--- SOURCE DOCUMENT ---
[Start of Attachment]

Most PCR tests no longer free in Switzerland

As the quarantine obligation for contact persons was lifted from Thursday, Swiss government will continue to cover only a limited number of tests.

Only certain people, like elderly care home residents, will continue to have free PCR tests. Photo by PATRICK HERTZOG/ AFP
Only certain people, like elderly care home residents, will continue to have free PCR tests. Photo by PATRICK HERTZOG/ AFP

Before the new rule went into effect Wednesday at midnight, the government paid for PCR screening for contact persons — those who live with or had “regular and close” contact with someone who tested positive. 

Under the previous framework, anyone who had close contact with a Covid-positive person was required to isolate for five days. 

But since these contacts are no longer required to quarantine, their PCR tests are not covered.

However, according to the Federal Office of Public Health (FOPH), there are a range of exceptions.

[End of Attachment]

--- REQUIRED WORK ---
a) Name each person or organization that the article on Swiss PCR testing credits for a photo or cites as a source.
b) Write the next paragraphs of the article on the end of free PCR testing in Switzerland, picking up after its final sentence.

[Data excerpts]
[Start of Attachment]

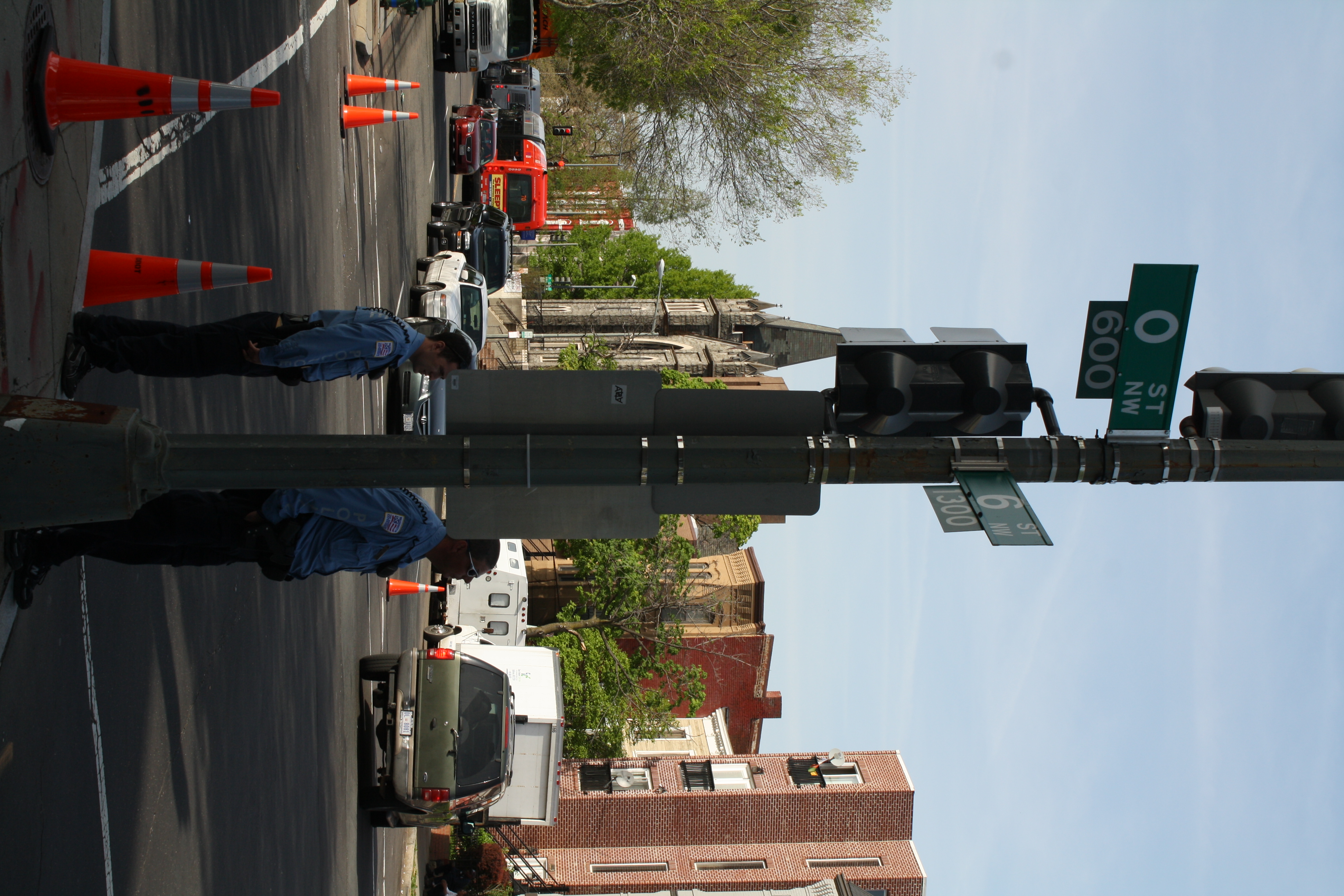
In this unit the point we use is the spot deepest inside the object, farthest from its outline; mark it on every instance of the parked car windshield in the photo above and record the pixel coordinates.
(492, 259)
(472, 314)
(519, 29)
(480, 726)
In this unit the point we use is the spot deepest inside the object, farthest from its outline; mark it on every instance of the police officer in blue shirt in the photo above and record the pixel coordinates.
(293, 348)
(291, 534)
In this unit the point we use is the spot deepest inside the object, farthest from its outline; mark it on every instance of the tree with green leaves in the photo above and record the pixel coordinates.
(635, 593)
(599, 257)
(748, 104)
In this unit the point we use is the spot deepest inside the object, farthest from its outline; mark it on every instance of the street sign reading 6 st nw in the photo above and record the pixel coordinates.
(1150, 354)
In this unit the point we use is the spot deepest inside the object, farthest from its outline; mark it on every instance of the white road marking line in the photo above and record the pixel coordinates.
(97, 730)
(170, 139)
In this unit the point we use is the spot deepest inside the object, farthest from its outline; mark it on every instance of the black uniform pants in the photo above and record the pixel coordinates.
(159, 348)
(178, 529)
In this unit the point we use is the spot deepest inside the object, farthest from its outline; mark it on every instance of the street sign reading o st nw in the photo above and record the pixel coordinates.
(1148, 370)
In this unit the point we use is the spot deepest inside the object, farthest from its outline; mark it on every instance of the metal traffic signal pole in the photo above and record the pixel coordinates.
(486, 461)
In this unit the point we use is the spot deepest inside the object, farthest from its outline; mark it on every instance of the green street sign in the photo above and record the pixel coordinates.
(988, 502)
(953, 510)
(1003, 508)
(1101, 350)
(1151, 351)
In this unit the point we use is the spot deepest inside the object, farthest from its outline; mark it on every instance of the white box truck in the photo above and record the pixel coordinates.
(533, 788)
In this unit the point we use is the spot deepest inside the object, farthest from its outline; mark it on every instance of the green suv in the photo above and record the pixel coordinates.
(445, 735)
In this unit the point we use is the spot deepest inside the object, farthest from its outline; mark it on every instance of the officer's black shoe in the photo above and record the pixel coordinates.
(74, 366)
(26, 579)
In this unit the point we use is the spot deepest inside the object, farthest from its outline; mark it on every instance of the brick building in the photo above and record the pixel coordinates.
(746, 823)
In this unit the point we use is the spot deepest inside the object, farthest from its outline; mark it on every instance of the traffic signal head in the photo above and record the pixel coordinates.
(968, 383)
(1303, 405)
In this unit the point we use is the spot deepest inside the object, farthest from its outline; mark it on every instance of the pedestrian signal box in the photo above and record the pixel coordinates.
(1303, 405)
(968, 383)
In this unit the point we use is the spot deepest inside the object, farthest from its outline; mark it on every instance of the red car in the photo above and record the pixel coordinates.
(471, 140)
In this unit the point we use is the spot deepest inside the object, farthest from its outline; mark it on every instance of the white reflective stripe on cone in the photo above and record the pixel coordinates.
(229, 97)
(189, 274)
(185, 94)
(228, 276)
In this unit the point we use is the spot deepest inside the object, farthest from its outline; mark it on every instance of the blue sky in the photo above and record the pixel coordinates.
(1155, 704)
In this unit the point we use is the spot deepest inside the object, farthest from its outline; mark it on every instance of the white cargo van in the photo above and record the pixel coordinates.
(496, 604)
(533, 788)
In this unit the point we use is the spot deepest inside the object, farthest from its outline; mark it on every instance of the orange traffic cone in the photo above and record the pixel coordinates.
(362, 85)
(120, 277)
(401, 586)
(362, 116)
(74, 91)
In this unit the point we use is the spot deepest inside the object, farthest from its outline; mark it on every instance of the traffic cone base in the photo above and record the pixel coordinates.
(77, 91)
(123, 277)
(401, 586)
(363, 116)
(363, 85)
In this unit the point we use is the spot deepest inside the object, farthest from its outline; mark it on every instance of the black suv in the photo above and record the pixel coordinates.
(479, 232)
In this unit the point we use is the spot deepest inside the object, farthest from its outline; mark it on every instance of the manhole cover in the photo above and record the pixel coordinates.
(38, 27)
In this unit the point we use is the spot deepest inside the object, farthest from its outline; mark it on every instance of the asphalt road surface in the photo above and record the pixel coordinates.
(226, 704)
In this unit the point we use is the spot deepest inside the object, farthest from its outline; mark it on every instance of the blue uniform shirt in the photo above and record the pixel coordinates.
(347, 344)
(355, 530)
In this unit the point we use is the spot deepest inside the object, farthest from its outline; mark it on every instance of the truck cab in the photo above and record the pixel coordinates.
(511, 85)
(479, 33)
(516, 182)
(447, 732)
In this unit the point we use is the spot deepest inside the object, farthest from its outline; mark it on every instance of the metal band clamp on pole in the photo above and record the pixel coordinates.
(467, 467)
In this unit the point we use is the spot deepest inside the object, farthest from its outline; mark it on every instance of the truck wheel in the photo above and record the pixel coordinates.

[End of Attachment]

--- TASK-BY-TASK ANSWERS ---
a) Patrick Hertzog, AFP, and the Federal Office of Public Health (FOPH).

b)
The government will continue to pay costs of screening for certain groups of people, including those living in elderly care facilities, hospital patients and healthcare workers, as well as people who are at a particularly high risk, such as those undergoing chemotherapy.

All the others will have to pay for their tests themselves; prices for PCR tests range from 110 to 195 francs, depending on the screening location and rapidity of results.

The Federal Council announced the lifting of contact quarantine on February  2nd, along with the end of the home-working obligation.

READ MORE: UPDATE: Swiss to end quarantine and working from home obligation from Wednesday

Other measures, like the Covid certificate requirement and restrictions on private meetings, could be scrapped from February 17th, provided Switzerland’s  epidemiological situation allows it.